Setelah "beristirahat" di RSPI selama beberapa hari kemarin, pagi ini setelah shalat subuh saya tidur lagi untuk mengumpulkan energi baru.
Tetapi, tidak lama kemudian saya terjaga, kaget dan refleks untuk segera bersiap-siap, menyapa pagi yang cerah untuk memulai aktifitas hari ini.
Mengingat kondisi yang belum sepenuhnya pulih, saya pun tersadar bahwa masih harus rest beberapa hari untuk mengkondisikan keadaan saya hingga dapat beraktifitas seperti sebelum sakit.
Tetapi, saya tidak bisa. Kebiasaan yang sudah terbentuk, mengalahkan segalanya. Saya sudah sangat ingin "bangkit" dan bergabung bersama teman2 di Pesantren tercinta ini untuk mengerjakan apa saja yang bisa saya kerjakan. Sepertinya, saya akan "tertinggal" apabila tidak mengikuti perkembangan yang sedang terjadi di Pesantren.
Seperti yang sudah-sudah, tidak pernah ada kata "cukup" jika ingin berjuang untuk ummat. Apa saja bisa di kerjakan, baik yang berkaitan dengan fisik maupun pikiran. Dan biasanya orang yang "berjuang" untuk ummat akan merasa enjoy, banyak tantangan yang harus dihadapi, bukan malah dihindari.
Sebenarnya apa yang saya cari?. Seberapa besar sih kebutuhan saya? Atau, begitu menakutkankah masa depan bagi saya sehingga saya harus berlomba-lomba mencapai yang terbaik?

....................

| Petunjuk Tugas 1 |
Menurut tulisan tentang keinginan kembali beraktivitas di pesantren, di mana penulis "beristirahat" selama beberapa hari?
Teks dan daftar ini tidak saling berkaitan.

....................

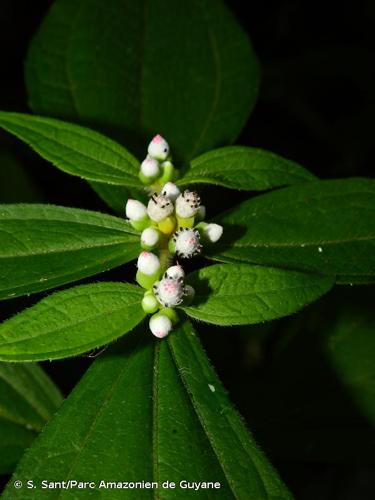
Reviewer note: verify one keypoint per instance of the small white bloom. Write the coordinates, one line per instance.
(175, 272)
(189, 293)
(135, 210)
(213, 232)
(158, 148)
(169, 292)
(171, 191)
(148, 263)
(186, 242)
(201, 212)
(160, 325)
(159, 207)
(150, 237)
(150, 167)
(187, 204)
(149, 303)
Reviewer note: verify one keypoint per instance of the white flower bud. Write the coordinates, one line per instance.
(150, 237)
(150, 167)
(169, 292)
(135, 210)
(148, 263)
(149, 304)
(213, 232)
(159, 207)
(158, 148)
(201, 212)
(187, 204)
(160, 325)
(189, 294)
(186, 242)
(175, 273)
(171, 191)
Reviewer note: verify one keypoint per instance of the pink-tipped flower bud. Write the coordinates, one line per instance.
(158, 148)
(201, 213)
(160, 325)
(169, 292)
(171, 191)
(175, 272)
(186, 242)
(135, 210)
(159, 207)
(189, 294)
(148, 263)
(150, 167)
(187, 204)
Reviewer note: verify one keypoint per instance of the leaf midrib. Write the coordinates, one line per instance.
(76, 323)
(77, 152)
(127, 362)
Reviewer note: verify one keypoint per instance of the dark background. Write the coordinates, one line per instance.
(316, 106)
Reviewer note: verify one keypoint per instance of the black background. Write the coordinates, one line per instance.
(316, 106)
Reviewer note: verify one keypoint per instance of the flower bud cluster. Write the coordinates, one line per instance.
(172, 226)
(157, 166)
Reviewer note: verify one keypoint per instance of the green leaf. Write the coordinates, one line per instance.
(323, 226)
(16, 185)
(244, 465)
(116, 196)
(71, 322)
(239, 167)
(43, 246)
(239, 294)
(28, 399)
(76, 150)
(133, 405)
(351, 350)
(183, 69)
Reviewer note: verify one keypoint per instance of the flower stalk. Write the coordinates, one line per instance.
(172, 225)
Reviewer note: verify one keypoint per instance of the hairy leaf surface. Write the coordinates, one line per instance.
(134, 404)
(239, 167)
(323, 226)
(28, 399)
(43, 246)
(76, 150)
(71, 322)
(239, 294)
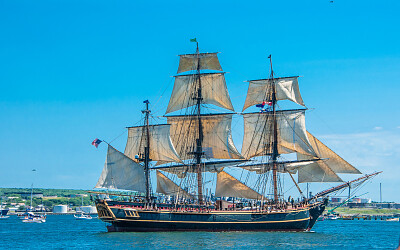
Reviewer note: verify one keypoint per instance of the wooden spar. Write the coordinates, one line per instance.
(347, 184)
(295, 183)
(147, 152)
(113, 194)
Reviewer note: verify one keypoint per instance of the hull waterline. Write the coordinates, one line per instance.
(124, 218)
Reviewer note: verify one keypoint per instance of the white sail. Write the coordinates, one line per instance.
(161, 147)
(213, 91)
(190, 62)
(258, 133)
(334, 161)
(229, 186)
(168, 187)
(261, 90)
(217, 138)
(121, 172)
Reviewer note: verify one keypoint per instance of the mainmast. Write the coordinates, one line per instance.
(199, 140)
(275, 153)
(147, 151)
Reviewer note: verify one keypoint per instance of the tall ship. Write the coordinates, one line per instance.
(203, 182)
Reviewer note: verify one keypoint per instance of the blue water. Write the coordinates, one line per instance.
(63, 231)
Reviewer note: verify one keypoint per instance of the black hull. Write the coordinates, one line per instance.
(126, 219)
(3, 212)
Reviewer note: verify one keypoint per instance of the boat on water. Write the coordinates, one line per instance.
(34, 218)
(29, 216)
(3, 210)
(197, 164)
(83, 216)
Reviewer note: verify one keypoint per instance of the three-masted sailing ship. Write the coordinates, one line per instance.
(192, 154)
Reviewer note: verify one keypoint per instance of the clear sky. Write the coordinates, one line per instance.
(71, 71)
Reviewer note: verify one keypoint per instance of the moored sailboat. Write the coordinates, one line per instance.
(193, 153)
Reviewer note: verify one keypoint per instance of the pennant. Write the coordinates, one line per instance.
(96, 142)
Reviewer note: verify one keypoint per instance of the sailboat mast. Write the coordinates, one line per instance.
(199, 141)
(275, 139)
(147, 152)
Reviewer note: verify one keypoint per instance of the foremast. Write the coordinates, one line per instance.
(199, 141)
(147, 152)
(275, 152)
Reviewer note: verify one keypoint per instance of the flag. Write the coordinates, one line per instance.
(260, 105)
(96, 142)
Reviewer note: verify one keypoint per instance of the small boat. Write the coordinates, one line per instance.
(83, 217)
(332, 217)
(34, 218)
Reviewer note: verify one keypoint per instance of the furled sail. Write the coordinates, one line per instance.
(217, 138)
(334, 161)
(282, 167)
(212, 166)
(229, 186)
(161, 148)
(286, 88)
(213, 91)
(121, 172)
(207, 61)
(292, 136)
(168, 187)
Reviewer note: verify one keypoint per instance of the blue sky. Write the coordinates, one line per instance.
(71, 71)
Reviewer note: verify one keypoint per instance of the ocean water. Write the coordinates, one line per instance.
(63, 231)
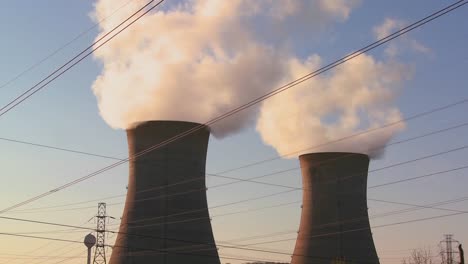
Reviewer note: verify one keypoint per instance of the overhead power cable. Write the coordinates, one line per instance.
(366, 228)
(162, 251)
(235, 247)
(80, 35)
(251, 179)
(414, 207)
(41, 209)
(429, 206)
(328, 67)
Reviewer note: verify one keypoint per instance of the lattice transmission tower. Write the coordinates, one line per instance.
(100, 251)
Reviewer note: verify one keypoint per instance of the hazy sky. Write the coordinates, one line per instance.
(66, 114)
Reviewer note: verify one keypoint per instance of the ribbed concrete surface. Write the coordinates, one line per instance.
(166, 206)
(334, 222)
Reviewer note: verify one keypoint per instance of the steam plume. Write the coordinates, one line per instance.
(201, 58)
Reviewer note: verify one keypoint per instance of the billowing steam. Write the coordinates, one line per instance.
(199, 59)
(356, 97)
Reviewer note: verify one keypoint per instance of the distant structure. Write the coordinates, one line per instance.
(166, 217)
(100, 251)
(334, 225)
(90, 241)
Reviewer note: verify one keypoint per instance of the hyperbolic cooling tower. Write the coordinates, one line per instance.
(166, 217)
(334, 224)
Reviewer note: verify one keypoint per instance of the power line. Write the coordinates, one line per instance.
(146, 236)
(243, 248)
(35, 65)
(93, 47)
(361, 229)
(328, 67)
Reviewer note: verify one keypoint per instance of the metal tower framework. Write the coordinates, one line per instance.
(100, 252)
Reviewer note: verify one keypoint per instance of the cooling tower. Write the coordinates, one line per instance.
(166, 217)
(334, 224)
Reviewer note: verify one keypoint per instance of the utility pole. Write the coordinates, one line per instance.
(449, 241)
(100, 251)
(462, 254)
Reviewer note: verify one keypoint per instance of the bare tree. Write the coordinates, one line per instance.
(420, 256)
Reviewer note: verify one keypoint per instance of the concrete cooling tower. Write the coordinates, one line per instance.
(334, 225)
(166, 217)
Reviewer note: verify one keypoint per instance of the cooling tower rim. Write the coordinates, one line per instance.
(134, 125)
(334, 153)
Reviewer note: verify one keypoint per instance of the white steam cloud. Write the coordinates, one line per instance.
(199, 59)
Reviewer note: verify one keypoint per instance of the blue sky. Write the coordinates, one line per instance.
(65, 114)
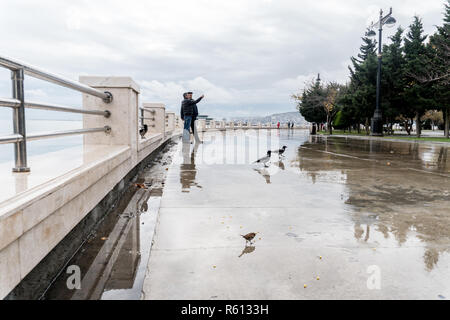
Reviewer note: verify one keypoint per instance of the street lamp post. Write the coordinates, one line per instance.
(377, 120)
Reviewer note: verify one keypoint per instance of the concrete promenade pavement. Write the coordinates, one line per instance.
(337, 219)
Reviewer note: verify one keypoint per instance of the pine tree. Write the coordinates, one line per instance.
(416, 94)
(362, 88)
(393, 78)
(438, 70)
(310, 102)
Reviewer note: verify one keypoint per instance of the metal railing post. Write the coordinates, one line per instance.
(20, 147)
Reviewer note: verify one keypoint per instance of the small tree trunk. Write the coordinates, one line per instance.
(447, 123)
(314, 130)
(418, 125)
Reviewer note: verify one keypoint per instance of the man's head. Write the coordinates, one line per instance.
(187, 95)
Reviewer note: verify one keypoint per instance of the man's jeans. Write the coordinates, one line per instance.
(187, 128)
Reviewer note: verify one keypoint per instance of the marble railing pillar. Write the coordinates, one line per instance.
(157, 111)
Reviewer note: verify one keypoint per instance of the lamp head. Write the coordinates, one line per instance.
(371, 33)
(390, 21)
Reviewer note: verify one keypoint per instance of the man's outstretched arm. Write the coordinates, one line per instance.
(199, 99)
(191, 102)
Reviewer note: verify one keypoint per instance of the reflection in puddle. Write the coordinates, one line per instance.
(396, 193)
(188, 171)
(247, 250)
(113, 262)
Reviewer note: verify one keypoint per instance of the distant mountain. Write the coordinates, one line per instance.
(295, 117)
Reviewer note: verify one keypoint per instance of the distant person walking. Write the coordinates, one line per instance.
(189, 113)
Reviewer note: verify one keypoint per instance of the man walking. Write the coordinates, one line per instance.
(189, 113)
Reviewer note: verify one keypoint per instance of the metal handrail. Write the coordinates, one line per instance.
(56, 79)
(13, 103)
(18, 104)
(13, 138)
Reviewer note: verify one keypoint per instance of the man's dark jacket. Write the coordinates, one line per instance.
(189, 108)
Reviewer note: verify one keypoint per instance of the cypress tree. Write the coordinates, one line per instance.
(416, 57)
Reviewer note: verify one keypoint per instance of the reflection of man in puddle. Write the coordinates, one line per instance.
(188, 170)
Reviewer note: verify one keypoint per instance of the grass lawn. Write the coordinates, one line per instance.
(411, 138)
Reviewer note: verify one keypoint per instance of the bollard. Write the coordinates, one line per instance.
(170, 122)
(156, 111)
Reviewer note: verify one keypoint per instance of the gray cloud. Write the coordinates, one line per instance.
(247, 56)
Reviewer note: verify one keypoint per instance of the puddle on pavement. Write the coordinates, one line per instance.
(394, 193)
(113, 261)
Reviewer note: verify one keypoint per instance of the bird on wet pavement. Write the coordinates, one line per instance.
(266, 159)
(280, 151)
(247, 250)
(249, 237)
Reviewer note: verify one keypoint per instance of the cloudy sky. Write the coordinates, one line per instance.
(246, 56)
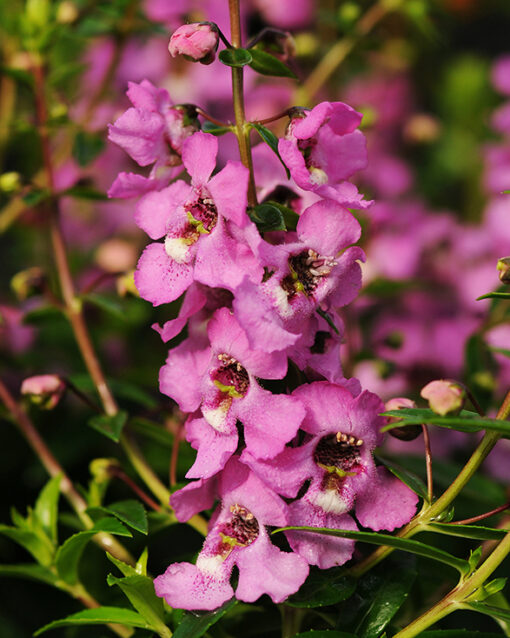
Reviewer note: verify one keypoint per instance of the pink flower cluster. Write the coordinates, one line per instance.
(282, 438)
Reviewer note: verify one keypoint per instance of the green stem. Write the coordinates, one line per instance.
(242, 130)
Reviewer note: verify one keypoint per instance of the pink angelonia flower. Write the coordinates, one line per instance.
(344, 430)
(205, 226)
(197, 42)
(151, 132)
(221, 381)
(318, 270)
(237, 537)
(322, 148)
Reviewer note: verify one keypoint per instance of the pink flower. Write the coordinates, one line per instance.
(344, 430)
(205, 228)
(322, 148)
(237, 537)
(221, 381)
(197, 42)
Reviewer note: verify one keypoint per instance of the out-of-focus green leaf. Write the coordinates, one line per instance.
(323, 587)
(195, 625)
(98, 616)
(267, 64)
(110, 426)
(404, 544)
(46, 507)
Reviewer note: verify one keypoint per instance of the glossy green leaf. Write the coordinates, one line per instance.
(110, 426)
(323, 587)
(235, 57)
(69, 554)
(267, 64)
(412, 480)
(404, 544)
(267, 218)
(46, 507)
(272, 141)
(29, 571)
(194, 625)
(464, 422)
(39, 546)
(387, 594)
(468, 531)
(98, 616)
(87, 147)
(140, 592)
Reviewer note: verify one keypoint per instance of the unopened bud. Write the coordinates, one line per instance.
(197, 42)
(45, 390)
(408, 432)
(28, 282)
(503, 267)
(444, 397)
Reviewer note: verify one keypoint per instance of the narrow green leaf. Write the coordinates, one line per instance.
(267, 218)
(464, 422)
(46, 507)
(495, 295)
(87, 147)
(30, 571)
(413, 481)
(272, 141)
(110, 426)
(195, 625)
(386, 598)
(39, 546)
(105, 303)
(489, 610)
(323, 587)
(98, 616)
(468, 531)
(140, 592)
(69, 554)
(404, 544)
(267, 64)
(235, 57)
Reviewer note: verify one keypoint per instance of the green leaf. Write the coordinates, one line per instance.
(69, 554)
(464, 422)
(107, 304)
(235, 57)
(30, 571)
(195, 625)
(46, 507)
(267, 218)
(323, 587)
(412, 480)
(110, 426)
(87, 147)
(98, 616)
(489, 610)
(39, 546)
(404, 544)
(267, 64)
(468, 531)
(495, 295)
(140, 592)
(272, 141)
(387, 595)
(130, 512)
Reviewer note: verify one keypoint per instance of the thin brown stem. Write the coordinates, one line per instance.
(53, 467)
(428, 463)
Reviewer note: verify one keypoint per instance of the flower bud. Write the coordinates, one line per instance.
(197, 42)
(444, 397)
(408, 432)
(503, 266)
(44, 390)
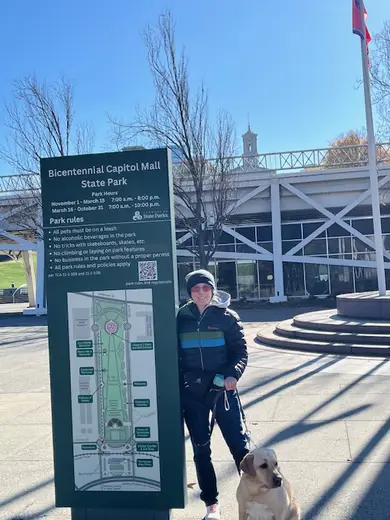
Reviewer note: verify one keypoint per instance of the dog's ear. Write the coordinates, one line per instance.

....................

| Petunjuk Tugas 2 |
Hitung baris dalam daftar yang memuat kata "black", lalu tuliskan angkanya saja.

| Contoh Jawaban 1 |
Di RSPI.

| Contoh Jawaban 2 |
2